Task to carry out: Copy the data starting at the line that contains "Does the image above contain any bokeh" and ending at the last line of the data, keeping every line's wording. In the answers only, multiply each bounding-box coordinate by 1.2 and round it to a whole number, with halves rounded up.
:: Entries provided ::
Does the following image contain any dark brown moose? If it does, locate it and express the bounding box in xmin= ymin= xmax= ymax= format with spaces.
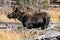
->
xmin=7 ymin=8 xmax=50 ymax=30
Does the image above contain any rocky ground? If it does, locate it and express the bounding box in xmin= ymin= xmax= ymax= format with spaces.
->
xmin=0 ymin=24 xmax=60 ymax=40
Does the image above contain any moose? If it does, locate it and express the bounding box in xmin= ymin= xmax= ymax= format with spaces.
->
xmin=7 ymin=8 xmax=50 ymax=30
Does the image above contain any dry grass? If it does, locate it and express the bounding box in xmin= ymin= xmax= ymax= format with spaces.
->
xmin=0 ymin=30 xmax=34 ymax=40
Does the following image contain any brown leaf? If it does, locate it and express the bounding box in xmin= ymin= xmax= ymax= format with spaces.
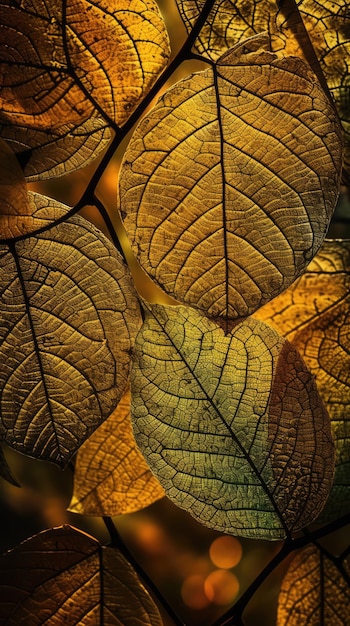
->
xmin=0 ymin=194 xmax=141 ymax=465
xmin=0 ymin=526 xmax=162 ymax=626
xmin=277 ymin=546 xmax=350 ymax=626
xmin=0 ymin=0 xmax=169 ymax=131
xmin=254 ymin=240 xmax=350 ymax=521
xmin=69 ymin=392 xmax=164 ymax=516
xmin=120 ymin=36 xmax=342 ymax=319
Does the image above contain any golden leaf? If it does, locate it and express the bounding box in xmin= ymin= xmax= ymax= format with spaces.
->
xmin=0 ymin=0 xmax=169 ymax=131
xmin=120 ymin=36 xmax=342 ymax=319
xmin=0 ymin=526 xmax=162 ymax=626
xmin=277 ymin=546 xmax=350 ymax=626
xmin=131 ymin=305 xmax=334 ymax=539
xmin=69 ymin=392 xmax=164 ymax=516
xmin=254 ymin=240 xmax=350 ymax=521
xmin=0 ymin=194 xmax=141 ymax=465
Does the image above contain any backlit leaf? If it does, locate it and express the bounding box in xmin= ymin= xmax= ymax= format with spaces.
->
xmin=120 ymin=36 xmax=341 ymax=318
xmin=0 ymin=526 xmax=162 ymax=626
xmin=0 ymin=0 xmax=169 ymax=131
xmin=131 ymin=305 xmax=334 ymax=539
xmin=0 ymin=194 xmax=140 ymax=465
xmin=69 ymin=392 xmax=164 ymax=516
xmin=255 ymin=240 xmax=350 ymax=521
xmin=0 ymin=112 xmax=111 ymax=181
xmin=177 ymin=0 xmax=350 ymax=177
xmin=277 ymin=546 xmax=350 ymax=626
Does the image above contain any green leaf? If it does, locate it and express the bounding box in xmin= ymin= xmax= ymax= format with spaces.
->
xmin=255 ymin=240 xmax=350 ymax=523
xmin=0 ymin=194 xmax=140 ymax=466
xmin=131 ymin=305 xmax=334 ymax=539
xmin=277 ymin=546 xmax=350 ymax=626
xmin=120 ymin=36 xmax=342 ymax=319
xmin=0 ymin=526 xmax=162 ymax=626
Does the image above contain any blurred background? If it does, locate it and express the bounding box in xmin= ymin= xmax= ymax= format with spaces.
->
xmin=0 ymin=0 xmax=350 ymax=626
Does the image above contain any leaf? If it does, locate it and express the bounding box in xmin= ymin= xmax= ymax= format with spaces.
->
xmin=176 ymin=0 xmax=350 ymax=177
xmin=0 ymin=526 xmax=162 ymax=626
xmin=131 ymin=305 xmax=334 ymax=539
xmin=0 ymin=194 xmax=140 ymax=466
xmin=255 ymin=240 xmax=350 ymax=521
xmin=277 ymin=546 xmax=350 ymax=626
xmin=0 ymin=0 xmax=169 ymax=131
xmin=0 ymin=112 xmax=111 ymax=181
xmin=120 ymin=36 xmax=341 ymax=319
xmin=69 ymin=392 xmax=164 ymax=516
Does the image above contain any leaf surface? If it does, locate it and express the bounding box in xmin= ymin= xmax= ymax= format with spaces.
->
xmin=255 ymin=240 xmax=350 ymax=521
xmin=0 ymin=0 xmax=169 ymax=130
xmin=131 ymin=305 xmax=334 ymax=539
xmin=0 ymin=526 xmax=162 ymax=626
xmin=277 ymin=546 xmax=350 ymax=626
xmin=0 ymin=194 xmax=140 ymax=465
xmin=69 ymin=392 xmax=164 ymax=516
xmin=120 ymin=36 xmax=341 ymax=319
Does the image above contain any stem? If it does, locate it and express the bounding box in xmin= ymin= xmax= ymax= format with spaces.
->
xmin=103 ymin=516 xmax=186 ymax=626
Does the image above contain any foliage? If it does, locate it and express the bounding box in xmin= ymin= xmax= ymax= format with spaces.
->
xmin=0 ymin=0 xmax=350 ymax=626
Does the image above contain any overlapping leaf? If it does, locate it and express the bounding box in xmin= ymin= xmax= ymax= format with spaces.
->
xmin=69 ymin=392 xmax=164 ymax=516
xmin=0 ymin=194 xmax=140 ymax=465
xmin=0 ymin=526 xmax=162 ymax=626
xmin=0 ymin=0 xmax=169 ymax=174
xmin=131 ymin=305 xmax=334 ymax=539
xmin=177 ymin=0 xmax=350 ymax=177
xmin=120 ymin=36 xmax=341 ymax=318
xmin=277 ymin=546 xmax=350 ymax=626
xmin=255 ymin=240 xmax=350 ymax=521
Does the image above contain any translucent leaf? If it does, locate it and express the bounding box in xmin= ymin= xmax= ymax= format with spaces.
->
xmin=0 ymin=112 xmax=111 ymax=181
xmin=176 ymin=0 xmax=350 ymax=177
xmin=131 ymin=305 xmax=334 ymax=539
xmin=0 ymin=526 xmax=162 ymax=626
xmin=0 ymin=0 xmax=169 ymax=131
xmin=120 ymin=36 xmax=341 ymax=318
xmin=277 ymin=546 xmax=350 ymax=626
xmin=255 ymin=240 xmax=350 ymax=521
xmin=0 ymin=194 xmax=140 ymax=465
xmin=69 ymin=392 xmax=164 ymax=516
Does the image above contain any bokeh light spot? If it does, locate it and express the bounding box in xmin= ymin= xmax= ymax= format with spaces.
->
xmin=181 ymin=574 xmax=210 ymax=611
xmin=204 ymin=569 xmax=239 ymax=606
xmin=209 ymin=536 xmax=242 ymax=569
:::
Result for this exercise:
Does the image above contain any bokeh light spot? If it does, locate it and express the bounding box in xmin= ymin= xmax= ymax= format with spaces.
->
xmin=217 ymin=689 xmax=252 ymax=733
xmin=245 ymin=683 xmax=287 ymax=727
xmin=251 ymin=643 xmax=290 ymax=683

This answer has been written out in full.